- _Consigna 1_
Vuelve a escribir sin cambios las líneas del listado comprendidas entre la que contiene "the orange sticker" y el final del listado, ambos extremos incluidos.

+===+

LITURGIA
El evangelio de Lucas, hoy, es breve: 21,29-33.
En él Jesús trae un ejemplo de la vida normal para expresar ese final de
Jerusalén y de la historia. ¿Cuándo va a ser? –Pues fijaos en la higuera o en cualquier árbol: cuando echan brotes, decís:
la primavera está cerca. Pues bien: cuando veáis que se cumplen las señales
que os he ido exponiendo, sabed que está
cerca el reino de Dios. Jerusalén caerá… Los reinos de este mundo irán
desapareciendo. Por encima de todos va a emerger el reinado de Dios, en un
reino que no tiene fin. Y eso lo van a ver muchas de las gentes del tiempo
actual: antes que pase esta generación,
todo eso se cumplirá. De hecho Jerusalén fue destruida, y la fe cristiana
prevaleció. Y así en los grandes reinos de la tierra: han ido desapareciendo, y
sobre todos ellos ha salido vencedor el Reinado de Dios.
Y con una expresión decisiva, Jesús afirma contundentemente
que el cielo y la tierra pasarán; mis
palabras no pasarán. El mundo se va destruyendo. Las civilizaciones se van
deteriorando o renovando. La Palabra de Jesús sigue en pie y sigue iluminando y
marcando la pauta de una regeneración de la historia.
Todo esto enlaza con la profecía que hemos recibido de
Daniel (7,2-14) en la que van apareciendo monstruos de muy diverso calibre. (Mañana
quedará explicado ese mundo monstruoso, porque mañana sigue la misma visión y
la pregunta de Daniel: ¿Qué es todo esto?). En medio de la visión, Daniel miró
y vio que colocaban unos tronos. Un
Anciano se sentó. La eternidad de Dios se representa con ese “Anciano”,
cuya presencia es descrita con una serie de comparaciones sublimes: su vestido, blanco como la nieve. Su
cabellera, como lana limpísima. Su trono, llamas de fuego; sus ruedas,
llamaradas. Describir lo divino con conceptos humanos es lo que hace esta
profecía. La excelsitud de lo sobrenatural no puede ser descrita sino con
comparaciones de orden muy superior.
Daniel observa y ve cómo la fiera mayor queda destruida por
el poder del Anciano; y así las otras fieras que había visto en la visión.
Finalmente sigue mirando y ve venir sobre las nubes del
cielo a una figura como de hombre… Estamos ante una profecía mesiánica, en la
que aparece Jesucristo, velado bajo esa figura de aspecto humano. Se adelanta ante el trono del Anciano, y a
él se le da el poder, el honor y el reino. Y todos los pueblos, naciones y
lenguas le sirvieron. Su poder es
eterno, no cesará. Su reino no acabará.

+===+

- _Consigna 2_
Reproduce sin cambios el tramo del fragmento del documento que va de "En él Jesús" a "Reinado de Dios.", ambos incluidos.

- _Material proporcionado_
+===+

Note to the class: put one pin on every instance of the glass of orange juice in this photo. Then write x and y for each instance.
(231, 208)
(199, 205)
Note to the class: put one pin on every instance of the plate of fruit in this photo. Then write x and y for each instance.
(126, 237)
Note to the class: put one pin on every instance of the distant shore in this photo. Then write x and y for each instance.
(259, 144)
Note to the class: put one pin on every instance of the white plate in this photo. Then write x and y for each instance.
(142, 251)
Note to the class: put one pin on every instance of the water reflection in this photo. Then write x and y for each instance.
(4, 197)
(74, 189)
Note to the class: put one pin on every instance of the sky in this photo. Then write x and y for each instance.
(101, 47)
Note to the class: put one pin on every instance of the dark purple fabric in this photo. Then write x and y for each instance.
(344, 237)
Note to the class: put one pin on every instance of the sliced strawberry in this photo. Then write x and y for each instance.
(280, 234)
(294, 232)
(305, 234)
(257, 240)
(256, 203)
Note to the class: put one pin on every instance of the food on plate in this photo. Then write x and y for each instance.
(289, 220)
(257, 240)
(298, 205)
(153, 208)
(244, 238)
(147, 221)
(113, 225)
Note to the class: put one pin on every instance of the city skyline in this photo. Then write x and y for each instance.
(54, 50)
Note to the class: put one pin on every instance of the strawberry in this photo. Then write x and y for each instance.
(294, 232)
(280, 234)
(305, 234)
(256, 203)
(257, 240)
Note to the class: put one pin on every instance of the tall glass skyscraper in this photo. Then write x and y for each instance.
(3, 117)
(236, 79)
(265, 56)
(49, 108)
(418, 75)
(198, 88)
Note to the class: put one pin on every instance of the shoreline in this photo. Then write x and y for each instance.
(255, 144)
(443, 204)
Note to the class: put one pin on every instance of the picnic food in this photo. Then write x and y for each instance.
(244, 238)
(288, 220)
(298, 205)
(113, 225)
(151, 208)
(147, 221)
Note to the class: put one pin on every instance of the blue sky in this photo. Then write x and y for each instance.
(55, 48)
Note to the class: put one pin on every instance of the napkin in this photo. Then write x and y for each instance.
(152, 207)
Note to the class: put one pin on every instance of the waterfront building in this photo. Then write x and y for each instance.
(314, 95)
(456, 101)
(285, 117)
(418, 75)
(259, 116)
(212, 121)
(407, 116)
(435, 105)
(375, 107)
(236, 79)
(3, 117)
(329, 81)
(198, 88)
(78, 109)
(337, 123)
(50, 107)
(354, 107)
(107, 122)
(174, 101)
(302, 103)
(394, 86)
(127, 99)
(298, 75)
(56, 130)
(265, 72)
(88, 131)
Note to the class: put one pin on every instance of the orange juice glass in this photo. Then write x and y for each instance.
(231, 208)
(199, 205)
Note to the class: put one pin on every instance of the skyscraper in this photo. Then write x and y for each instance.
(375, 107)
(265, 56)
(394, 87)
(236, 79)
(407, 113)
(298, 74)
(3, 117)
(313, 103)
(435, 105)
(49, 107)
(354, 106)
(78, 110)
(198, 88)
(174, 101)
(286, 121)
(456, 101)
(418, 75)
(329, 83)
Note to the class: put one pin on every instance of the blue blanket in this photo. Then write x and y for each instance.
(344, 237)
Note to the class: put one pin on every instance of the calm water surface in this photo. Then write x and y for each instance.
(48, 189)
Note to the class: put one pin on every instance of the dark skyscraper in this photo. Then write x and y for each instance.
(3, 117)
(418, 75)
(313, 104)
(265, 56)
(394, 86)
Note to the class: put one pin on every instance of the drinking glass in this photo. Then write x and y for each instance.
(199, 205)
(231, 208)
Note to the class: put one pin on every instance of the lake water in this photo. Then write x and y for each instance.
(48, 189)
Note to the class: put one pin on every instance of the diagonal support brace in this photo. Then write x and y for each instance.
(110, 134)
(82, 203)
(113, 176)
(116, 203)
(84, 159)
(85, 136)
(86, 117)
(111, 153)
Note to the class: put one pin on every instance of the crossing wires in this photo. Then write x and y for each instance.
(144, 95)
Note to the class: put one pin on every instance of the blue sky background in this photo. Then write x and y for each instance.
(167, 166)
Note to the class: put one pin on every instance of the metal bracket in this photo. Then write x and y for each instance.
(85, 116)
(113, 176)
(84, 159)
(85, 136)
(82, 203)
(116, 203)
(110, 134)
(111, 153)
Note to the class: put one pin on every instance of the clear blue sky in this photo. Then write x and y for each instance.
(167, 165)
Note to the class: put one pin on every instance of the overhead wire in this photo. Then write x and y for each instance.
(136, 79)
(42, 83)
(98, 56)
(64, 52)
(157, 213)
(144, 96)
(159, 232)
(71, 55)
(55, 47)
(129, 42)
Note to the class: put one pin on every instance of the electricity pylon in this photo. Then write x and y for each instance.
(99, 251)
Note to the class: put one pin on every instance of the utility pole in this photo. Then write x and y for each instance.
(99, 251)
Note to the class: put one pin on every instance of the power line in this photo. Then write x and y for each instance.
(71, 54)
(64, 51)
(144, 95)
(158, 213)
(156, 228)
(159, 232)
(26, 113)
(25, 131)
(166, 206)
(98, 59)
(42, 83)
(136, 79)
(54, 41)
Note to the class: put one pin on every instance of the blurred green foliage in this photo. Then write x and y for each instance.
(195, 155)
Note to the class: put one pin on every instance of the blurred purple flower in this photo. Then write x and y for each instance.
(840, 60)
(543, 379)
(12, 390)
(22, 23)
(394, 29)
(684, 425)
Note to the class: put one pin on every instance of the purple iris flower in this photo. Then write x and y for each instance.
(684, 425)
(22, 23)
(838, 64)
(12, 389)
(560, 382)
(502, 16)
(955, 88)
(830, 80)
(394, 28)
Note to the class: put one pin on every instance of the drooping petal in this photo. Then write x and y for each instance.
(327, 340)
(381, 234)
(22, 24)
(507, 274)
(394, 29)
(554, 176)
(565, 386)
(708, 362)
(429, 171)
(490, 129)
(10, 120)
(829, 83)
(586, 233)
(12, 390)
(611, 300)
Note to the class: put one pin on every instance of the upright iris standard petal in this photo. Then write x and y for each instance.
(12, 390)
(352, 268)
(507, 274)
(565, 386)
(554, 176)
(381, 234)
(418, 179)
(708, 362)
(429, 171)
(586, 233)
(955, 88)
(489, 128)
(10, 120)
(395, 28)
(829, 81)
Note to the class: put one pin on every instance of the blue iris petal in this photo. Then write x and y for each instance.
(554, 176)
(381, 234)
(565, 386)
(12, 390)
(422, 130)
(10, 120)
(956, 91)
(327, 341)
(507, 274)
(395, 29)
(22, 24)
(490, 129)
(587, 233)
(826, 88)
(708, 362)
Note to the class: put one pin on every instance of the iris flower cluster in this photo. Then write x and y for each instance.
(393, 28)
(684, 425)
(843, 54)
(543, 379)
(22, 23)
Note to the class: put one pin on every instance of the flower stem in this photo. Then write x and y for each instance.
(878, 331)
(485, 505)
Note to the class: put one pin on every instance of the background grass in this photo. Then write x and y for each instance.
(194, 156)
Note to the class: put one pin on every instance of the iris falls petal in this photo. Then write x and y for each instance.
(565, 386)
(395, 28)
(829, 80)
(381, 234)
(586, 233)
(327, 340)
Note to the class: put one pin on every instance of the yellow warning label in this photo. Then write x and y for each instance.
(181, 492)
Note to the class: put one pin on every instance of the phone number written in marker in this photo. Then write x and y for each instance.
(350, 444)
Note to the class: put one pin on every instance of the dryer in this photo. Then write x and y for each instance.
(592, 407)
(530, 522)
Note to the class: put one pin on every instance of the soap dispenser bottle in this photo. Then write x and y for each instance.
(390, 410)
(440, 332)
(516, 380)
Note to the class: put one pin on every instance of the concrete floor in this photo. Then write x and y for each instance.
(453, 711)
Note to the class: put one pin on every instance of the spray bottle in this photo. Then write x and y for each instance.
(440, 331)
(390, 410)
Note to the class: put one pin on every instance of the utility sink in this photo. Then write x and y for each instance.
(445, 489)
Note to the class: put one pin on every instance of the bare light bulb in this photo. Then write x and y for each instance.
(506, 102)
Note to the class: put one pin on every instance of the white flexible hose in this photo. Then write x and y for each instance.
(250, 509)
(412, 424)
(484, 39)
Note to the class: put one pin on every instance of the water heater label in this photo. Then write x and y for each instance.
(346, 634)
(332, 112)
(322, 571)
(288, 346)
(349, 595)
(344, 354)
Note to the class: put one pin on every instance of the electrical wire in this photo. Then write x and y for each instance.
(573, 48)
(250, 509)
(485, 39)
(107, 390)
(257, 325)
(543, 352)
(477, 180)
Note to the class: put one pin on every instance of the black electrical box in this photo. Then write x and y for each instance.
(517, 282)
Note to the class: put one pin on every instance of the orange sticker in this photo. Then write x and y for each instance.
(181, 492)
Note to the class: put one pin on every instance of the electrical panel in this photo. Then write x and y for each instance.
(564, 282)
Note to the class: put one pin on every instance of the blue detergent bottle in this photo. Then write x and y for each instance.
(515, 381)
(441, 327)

+===+

- _Solución 1_
Note to the class: put one pin on every instance of the orange sticker in this photo. Then write x and y for each instance.
(181, 492)
Note to the class: put one pin on every instance of the electrical panel in this photo. Then write x and y for each instance.
(564, 282)
Note to the class: put one pin on every instance of the blue detergent bottle in this photo. Then write x and y for each instance.
(515, 381)
(441, 327)

- _Solución 2_
En él Jesús trae un ejemplo de la vida normal para expresar ese final de
Jerusalén y de la historia. ¿Cuándo va a ser? –Pues fijaos en la higuera o en cualquier árbol: cuando echan brotes, decís:
la primavera está cerca. Pues bien: cuando veáis que se cumplen las señales
que os he ido exponiendo, sabed que está
cerca el reino de Dios. Jerusalén caerá… Los reinos de este mundo irán
desapareciendo. Por encima de todos va a emerger el reinado de Dios, en un
reino que no tiene fin. Y eso lo van a ver muchas de las gentes del tiempo
actual: antes que pase esta generación,
todo eso se cumplirá. De hecho Jerusalén fue destruida, y la fe cristiana
prevaleció. Y así en los grandes reinos de la tierra: han ido desapareciendo, y
sobre todos ellos ha salido vencedor el Reinado de Dios.